* PROBLEM STATEMENT: How many lines in the records below contain the word "finial"? Reply with the number only.
------------------------------------
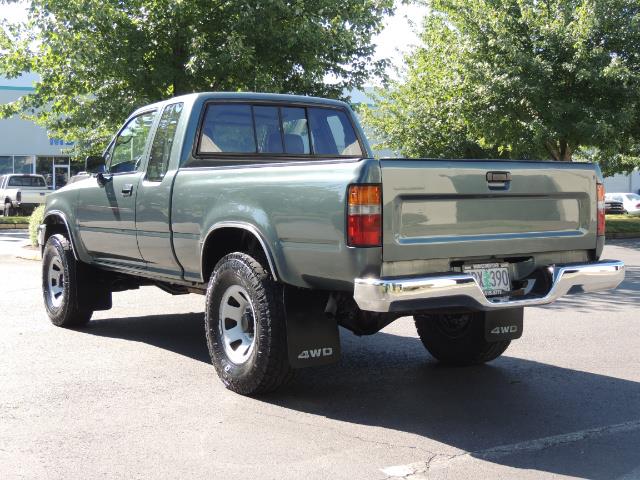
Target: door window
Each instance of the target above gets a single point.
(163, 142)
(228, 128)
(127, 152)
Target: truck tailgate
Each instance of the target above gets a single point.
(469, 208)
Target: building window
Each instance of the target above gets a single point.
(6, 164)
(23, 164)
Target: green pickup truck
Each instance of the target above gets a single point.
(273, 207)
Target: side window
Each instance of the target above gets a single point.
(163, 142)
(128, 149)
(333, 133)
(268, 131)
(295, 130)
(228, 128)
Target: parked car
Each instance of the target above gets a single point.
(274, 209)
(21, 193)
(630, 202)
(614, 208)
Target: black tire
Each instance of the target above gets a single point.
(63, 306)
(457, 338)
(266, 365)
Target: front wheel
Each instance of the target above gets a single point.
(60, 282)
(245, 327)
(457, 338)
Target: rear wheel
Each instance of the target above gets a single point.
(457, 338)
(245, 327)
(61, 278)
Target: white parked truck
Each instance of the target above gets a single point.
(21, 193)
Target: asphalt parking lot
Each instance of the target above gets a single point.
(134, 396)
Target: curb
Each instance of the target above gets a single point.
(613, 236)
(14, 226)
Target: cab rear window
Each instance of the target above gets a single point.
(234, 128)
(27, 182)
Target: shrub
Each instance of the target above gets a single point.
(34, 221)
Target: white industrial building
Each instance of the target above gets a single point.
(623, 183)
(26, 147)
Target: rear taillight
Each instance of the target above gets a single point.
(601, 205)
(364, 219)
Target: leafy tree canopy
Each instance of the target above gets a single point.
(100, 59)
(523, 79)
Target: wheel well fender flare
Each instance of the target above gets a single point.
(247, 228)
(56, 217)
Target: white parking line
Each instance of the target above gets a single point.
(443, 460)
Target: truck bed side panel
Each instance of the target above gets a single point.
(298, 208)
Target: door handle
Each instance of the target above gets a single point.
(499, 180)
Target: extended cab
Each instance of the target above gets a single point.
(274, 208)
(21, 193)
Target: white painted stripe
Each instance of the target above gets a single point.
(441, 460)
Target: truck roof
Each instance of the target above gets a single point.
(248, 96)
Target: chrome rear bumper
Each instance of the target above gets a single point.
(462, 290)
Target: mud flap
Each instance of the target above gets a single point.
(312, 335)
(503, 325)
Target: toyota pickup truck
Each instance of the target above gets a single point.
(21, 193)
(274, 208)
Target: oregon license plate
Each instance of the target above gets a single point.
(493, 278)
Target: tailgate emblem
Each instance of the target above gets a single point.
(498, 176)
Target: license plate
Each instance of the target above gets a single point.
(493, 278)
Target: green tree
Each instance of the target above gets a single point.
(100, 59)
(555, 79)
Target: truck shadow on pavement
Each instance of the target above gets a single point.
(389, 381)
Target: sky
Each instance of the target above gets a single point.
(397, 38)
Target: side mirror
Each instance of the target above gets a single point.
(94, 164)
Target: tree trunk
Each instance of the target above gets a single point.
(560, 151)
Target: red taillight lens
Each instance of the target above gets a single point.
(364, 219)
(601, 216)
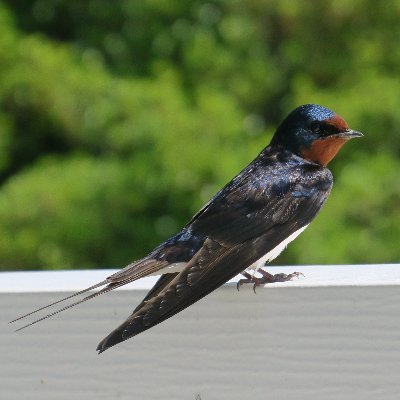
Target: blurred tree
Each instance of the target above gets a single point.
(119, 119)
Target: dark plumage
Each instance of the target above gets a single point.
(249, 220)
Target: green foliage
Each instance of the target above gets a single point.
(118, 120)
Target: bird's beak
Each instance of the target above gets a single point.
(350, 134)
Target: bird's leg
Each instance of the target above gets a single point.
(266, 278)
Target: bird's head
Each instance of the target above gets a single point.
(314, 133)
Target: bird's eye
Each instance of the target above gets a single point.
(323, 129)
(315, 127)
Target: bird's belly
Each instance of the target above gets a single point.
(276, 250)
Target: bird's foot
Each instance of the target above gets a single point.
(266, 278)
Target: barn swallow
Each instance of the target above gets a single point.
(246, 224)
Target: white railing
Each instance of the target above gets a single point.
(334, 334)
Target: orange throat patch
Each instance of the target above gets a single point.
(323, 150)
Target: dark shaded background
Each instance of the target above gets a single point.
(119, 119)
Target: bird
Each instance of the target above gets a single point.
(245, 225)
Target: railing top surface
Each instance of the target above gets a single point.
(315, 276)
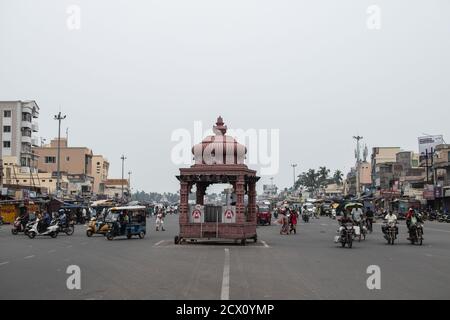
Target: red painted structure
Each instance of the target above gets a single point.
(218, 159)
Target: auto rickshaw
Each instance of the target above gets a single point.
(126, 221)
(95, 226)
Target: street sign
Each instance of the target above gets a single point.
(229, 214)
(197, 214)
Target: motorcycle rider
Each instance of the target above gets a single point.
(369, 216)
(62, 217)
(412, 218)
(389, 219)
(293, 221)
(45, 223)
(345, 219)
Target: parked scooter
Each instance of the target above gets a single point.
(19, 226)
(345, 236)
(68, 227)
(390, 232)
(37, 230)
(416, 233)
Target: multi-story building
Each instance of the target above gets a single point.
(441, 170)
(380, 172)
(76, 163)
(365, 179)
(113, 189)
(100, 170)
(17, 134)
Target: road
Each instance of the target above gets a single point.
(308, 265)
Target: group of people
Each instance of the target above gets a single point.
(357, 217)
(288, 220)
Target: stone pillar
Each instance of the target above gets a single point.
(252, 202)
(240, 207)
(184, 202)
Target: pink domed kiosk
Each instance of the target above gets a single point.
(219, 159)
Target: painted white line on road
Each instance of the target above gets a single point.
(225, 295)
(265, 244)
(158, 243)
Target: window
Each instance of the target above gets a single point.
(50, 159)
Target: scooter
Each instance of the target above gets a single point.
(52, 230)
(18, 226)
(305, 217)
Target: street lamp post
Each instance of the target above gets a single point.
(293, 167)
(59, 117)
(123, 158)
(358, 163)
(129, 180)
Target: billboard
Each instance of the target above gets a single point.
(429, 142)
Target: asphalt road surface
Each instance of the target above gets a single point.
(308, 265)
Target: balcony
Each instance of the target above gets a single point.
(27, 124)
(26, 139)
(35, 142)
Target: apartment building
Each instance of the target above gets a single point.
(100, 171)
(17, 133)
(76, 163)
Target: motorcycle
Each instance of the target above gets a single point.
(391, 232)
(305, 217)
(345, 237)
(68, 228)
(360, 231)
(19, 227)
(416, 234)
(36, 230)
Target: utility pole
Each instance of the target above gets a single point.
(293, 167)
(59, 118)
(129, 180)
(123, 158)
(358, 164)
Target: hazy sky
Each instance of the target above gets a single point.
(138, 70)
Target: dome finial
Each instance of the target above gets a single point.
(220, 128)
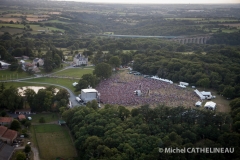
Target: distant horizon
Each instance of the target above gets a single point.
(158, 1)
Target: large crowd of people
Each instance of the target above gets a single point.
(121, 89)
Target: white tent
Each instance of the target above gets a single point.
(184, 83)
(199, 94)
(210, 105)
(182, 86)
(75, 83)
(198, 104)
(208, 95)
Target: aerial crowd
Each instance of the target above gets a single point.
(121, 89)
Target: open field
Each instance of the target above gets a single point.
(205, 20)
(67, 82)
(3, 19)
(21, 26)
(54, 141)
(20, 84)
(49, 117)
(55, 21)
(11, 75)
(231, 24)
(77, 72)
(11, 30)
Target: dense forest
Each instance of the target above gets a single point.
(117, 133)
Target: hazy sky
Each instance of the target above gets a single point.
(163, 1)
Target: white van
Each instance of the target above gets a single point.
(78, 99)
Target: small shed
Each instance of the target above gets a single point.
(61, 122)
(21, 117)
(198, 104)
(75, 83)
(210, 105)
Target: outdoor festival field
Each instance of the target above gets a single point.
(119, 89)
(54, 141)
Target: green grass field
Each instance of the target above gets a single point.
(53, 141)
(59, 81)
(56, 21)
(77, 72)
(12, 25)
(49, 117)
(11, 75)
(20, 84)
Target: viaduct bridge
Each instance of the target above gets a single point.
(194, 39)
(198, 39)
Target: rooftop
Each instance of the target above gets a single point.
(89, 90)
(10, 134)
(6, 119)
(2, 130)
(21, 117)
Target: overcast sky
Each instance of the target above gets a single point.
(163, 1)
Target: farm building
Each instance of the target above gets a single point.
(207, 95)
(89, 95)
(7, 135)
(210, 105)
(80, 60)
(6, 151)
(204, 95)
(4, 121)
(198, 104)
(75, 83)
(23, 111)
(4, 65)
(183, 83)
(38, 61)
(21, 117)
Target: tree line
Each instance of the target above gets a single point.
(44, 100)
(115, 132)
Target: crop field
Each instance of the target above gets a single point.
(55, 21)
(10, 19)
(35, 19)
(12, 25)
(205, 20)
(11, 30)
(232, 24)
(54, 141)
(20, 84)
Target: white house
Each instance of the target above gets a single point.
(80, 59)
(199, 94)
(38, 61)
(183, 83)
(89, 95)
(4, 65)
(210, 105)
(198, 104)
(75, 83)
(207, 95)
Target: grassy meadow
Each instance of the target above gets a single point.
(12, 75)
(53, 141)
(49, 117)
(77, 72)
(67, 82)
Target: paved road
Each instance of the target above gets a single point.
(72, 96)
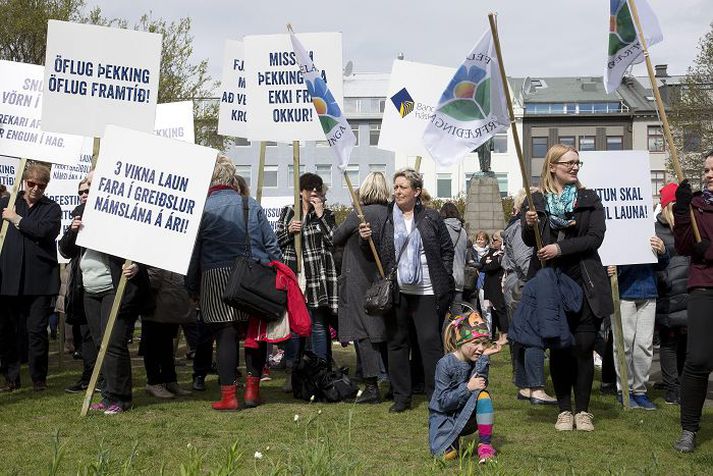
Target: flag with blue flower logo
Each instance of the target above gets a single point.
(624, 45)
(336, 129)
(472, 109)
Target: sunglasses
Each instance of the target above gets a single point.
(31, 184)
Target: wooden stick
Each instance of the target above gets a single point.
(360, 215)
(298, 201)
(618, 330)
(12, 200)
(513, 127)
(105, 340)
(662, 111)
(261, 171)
------------------------------------
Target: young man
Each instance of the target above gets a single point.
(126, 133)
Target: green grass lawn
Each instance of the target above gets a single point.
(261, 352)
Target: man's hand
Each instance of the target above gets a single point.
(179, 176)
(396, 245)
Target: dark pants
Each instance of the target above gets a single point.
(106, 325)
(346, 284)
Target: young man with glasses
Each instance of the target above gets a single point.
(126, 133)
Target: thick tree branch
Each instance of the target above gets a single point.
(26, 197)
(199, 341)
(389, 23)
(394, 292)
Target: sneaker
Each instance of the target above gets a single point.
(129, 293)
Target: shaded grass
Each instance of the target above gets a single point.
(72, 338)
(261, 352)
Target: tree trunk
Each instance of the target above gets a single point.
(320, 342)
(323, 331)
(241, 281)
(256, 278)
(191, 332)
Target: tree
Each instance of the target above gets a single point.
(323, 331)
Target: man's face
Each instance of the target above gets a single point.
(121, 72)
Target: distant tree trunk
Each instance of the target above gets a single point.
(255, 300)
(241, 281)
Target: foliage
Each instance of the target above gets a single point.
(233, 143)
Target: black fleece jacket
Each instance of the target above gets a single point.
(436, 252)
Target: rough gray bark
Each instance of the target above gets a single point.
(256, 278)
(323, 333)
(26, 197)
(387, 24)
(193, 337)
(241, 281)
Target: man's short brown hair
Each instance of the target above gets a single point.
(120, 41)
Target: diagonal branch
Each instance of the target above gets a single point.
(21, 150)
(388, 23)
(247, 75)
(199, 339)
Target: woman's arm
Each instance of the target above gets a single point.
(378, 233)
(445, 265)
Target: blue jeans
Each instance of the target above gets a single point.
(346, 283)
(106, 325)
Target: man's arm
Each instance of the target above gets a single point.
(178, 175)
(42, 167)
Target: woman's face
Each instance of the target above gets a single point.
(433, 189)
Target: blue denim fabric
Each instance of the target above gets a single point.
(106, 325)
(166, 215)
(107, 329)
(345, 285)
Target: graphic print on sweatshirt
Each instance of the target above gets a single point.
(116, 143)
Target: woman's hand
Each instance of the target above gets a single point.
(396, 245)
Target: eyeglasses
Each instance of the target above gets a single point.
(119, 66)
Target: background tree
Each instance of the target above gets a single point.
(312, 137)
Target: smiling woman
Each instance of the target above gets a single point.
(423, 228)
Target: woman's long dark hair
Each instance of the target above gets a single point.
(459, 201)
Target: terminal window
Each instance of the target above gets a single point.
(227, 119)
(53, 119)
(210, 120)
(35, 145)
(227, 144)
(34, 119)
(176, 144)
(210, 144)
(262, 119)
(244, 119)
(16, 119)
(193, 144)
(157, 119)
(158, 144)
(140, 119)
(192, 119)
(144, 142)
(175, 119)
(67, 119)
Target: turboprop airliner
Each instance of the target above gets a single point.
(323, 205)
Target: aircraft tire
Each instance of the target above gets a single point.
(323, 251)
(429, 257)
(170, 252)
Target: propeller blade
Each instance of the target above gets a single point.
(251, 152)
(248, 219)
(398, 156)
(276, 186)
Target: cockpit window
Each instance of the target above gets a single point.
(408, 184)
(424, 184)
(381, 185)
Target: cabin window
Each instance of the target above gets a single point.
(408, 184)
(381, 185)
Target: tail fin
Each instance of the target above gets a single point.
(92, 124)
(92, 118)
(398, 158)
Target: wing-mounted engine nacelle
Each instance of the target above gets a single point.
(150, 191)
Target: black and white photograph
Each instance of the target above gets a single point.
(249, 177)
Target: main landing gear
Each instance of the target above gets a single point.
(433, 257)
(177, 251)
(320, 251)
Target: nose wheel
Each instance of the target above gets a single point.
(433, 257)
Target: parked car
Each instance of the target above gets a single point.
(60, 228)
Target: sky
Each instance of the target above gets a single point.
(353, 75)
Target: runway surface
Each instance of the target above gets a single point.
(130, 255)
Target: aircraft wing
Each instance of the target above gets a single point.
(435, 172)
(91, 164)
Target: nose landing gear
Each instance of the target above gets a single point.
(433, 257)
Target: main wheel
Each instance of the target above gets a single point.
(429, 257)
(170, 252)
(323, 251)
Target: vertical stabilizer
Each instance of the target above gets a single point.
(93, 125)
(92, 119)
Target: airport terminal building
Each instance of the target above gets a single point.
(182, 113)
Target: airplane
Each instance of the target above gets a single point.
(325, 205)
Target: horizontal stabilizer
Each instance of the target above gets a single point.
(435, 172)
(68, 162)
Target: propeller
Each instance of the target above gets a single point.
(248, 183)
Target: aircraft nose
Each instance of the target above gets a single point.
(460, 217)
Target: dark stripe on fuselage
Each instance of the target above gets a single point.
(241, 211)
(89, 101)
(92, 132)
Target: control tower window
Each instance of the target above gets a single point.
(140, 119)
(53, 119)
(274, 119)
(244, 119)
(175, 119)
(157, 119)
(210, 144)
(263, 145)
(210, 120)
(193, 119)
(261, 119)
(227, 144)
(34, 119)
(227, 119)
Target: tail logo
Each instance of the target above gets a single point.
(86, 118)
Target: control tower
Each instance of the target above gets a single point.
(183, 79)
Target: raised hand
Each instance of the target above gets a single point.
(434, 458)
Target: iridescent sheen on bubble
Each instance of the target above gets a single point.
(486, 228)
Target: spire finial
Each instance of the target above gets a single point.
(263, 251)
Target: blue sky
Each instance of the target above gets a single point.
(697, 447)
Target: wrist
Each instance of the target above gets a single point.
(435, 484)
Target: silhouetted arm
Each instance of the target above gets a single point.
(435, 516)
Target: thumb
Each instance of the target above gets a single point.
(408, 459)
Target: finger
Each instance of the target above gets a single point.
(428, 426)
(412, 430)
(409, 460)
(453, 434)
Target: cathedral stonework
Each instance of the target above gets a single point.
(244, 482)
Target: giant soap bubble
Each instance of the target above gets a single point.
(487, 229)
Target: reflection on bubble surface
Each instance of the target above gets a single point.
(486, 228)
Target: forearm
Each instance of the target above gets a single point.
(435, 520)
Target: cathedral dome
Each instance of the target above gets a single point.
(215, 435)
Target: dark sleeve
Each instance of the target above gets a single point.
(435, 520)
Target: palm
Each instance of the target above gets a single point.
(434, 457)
------------------------------------
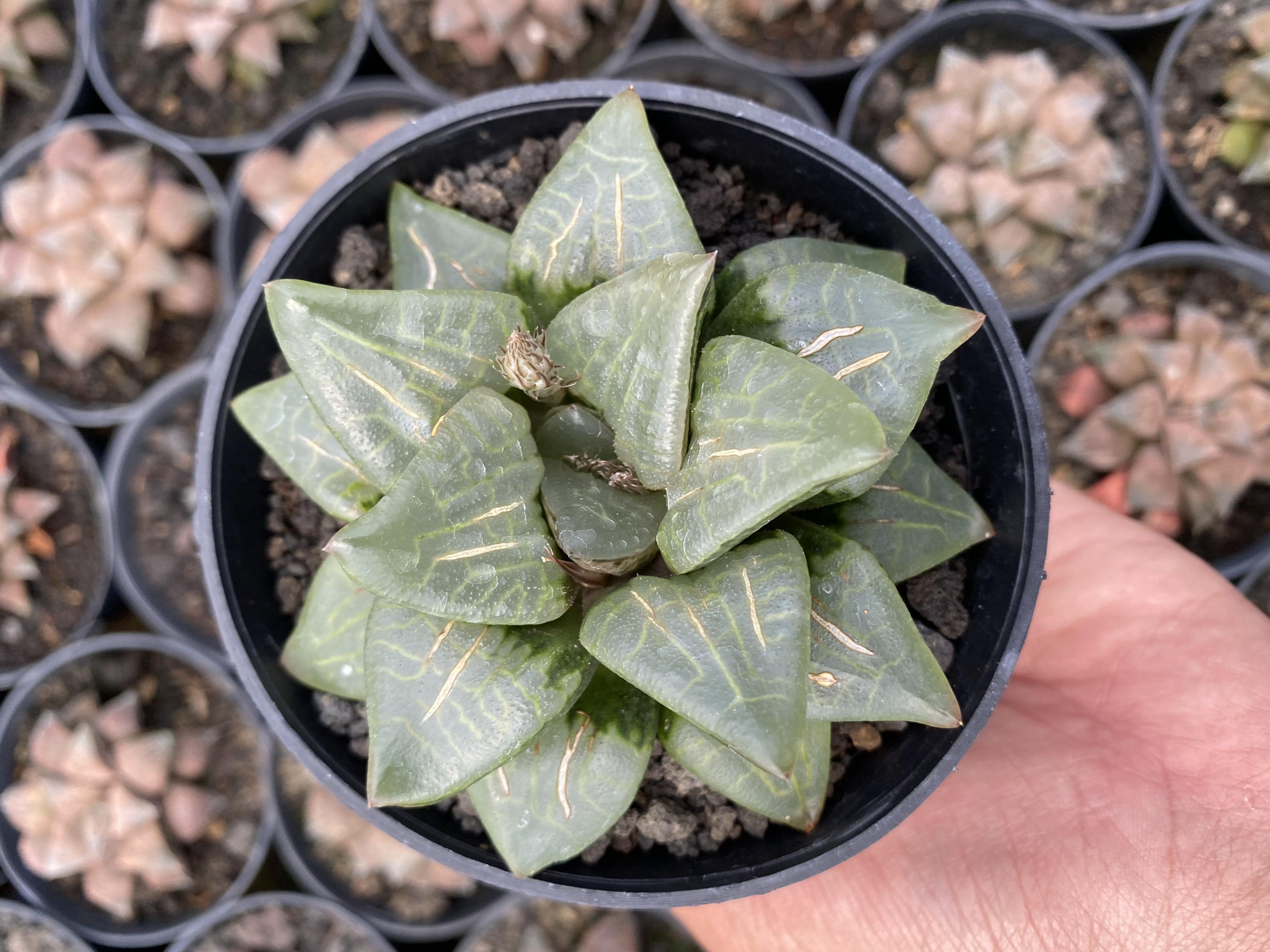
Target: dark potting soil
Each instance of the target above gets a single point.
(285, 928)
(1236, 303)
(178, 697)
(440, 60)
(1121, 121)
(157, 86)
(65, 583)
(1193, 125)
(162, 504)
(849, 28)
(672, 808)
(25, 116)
------------------------------------
* ANSWER TO THE TASK: 2